Hey NACE, sine I knew that but you knew how to explain it  what do you suggest for making Aura dry less fast?? There extender doesn't seem to do that very well, or do you need to add a ton of it?? For trim it can be a hassle for it to dry quickly.. 

Sometimes quick isn't better


----------



## stansoph (Dec 16, 2007)

I added 8 ounces of the 518 extender and I don't think it helped very much; I might try 13 ounces and see if that helps any. There has to be a magic formula. I have to get another gallon since this one is effed up from the glycol

6.5oz is 5%
13 oz is 10%
20 oz is 15%

Half of the bottle (16 oz) is around 13-14%. I will try half the bottle and see what happens.


----------



## Last Craftsman (Dec 5, 2008)

MAK-Deco said:


> The reason that floetrol or XIM additives worked is because you basically added gylcol to the paint which is the very ingredient that BM eliminated by coming up with Aura and Aura tints. The BM extender is suppose to be resin based and not add the glycol to the paint. You essentially have probably added some voc back into the product. Glad you got it to work. I have yet to use it on trim as I knew I would run into the same issues you had.

_Extracted data:_
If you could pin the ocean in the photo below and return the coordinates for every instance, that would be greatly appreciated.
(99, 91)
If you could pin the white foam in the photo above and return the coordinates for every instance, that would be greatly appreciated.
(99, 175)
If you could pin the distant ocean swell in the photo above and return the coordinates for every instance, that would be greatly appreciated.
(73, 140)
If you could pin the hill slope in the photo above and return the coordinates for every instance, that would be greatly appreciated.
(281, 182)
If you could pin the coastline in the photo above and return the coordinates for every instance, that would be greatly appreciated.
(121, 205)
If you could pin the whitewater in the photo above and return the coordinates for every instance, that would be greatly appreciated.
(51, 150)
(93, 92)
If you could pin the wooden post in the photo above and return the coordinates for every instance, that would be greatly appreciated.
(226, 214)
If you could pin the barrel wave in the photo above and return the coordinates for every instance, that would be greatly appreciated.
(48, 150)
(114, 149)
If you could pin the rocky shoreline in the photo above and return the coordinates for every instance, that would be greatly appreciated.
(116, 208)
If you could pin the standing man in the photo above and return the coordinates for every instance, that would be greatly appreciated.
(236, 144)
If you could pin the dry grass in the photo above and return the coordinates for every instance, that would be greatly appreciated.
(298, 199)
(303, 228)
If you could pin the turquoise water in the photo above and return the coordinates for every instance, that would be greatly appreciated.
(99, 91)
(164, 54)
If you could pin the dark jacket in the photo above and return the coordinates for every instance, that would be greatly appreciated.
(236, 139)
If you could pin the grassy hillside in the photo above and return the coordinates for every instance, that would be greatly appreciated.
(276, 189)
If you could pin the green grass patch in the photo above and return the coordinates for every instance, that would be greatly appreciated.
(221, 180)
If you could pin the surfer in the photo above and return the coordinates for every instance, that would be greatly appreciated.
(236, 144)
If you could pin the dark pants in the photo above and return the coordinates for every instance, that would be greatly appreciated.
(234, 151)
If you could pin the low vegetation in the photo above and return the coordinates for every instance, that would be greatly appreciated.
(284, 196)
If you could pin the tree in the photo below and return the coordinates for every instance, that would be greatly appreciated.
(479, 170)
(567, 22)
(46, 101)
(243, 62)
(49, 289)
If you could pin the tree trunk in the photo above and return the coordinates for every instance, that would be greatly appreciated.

_Written tasks:_
[a] Answer each question from the Aura paint thread in a few words.
(i) How many ounces of the 518 extender did stansoph add at first?
(ii) What percentage is 13 oz?
(iii) According to the quoted post, what is the BM extender supposed to be based on?
[b] List every percentage mentioned in the Aura paint thread.
[c] Reproduce the part of the Aura paint thread from "## stansoph (Dec" up to and including "see what happens.".

_Exercise solutions:_
[a]
(i) 8 ounces
(ii) 10%
(iii) Resin

[b] 5%, 10%, 15%, 13-14%

[c]
## stansoph (Dec 16, 2007)

I added 8 ounces of the 518 extender and I don't think it helped very much; I might try 13 ounces and see if that helps any. There has to be a magic formula. I have to get another gallon since this one is effed up from the glycol

6.5oz is 5%
13 oz is 10%
20 oz is 15%

Half of the bottle (16 oz) is around 13-14%. I will try half the bottle and see what happens.